[Document segment]
This is to preserve the critical ISR inlining while freeing up space from the other routines, without writing another copy of the functions.

jmamma commented 4 years ago

This is to preserve the critical ISR inlining while freeing up space from the other routines, without writing another copy of the functions.

yep, awesome.

yatli commented 4 years ago

Could you do some regression testing. I'm not exactly sure the effect of un-inlining things in non critical paths. The most significant changes are shown in the spreadsheet in yellow so that may give you a rough idea.

jmamma commented 4 years ago

Could you do some regression testing. I'm not exactly sure the effect of un-inlining things in non critical paths. The most significant changes are shown in the spreadsheet in yellow so that may give you a rough idea.

Yeah, my anxiety levels already started rising .

jmamma commented 4 years ago

Originally I had intended to inline every call present in the Sequencer ISR path. Which is everything indirectly called by mcl_seq.seq();

So inline all the MD/ExtSeqTrack.seq() calls, including the MidiUart.note_on and CC calls which are called indirectly from MD.triggerTrack() , MD.setTrackParam() etc;

This reasoning behind this was because I was trying to cram the entire sequencer run time within a single ISR event. However, this didnt work in practice. The ISR takes too long to complete before another ISR is triggered, resulting in missed MIDI clock events. So we end up having to re-enabling interrupts anyway.

223   ALWAYS_INLINE() void callCallbacks(bool isMidiEvent = false) {
224     if (state != STARTED)
225       return;
226 
227     static bool inCallback = false;
228     if (inCallback) {
229       DEBUG_PRINTLN("clock collision");
230       return;
231     } else {
232       inCallback = true;
233     }
234 
235 #ifndef HOST_MIDIDUINO
236     sei(); <--- Interrupts re-enabled before sequencer callback is executed.
237 #endif
238 
239     on192Callbacks.call(div192th_counter);
240 
241     if (isMidiEvent) {
242       on96Callbacks.call(div96th_counter);
243 
244       if (mod6_counter == 0) {
245         on16Callbacks.call(div16th_counter);
246         on32Callbacks.call(div32th_counter);
247       }
248       if (mod6_counter == 3) {
249         on32Callbacks.call(div32th_counter);
250       }
251     }
252 
253     inCallback = false;
254   }

Midi/MidiUartParent.hh contains the low level MIDI calls that I wanted forced inlined.

[Exercise data]
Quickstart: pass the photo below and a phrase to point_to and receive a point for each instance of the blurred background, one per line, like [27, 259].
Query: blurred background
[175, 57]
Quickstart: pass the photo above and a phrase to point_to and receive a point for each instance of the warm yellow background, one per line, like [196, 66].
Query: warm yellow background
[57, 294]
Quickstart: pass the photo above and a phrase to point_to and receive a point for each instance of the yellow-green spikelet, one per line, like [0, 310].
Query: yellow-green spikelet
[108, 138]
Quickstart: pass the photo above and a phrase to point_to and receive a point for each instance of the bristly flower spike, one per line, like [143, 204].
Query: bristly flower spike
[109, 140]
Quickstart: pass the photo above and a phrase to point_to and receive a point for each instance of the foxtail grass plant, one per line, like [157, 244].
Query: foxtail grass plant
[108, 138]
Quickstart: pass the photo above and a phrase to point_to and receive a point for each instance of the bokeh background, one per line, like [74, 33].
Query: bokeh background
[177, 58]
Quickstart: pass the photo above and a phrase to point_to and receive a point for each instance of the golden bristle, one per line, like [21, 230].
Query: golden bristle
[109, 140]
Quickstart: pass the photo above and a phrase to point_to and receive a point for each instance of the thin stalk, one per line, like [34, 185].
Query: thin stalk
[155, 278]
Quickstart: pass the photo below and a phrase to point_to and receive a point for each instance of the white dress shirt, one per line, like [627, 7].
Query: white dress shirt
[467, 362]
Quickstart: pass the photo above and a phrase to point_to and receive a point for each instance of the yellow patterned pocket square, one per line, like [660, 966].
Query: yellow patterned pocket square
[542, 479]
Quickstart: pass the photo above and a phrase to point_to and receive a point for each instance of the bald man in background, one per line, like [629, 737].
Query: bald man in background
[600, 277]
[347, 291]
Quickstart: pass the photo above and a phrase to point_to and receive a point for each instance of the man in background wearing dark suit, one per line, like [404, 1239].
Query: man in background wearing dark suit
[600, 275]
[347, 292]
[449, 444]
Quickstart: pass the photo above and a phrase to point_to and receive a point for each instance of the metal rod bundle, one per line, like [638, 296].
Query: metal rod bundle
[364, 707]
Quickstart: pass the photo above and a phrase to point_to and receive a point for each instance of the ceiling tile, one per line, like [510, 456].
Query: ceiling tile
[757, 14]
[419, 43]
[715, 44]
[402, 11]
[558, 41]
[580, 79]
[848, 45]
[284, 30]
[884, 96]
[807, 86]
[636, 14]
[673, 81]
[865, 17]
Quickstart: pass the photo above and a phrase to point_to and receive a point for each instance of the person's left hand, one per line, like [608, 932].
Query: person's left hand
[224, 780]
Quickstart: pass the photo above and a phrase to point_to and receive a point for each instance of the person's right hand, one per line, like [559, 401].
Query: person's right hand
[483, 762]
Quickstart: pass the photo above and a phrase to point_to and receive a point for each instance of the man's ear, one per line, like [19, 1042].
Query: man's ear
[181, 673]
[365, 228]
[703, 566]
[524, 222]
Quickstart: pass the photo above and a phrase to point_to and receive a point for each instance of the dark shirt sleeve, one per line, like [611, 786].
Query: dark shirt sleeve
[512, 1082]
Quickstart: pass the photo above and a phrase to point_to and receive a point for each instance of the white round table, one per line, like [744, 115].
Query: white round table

[Parts of the exercise]
• a. Write out the passage of the inlining thread from "yatli commented 4" up to and including "started rising .".
• b. In the records, take the lines from the line with "like [19, 1042]." up to and including the line with "[512, 1082]", and rename "dark shirt sleeve" to "black shirt sleeve". Give back only those lines, with nothing else altered.
The records are unrelated to the thread about ISR inlining.

[Exercise answers]
• a.
yatli commented 4 years ago

Could you do some regression testing. I'm not exactly sure the effect of un-inlining things in non critical paths. The most significant changes are shown in the spreadsheet in yellow so that may give you a rough idea.

jmamma commented 4 years ago

Could you do some regression testing. I'm not exactly sure the effect of un-inlining things in non critical paths. The most significant changes are shown in the spreadsheet in yellow so that may give you a rough idea.

Yeah, my anxiety levels already started rising .

• b.
Quickstart: pass the photo above and a phrase to point_to and receive a point for each instance of the man's ear, one per line, like [19, 1042].
Query: man's ear
[181, 673]
[365, 228]
[703, 566]
[524, 222]
Quickstart: pass the photo above and a phrase to point_to and receive a point for each instance of the black shirt sleeve, one per line, like [611, 786].
Query: black shirt sleeve
[512, 1082]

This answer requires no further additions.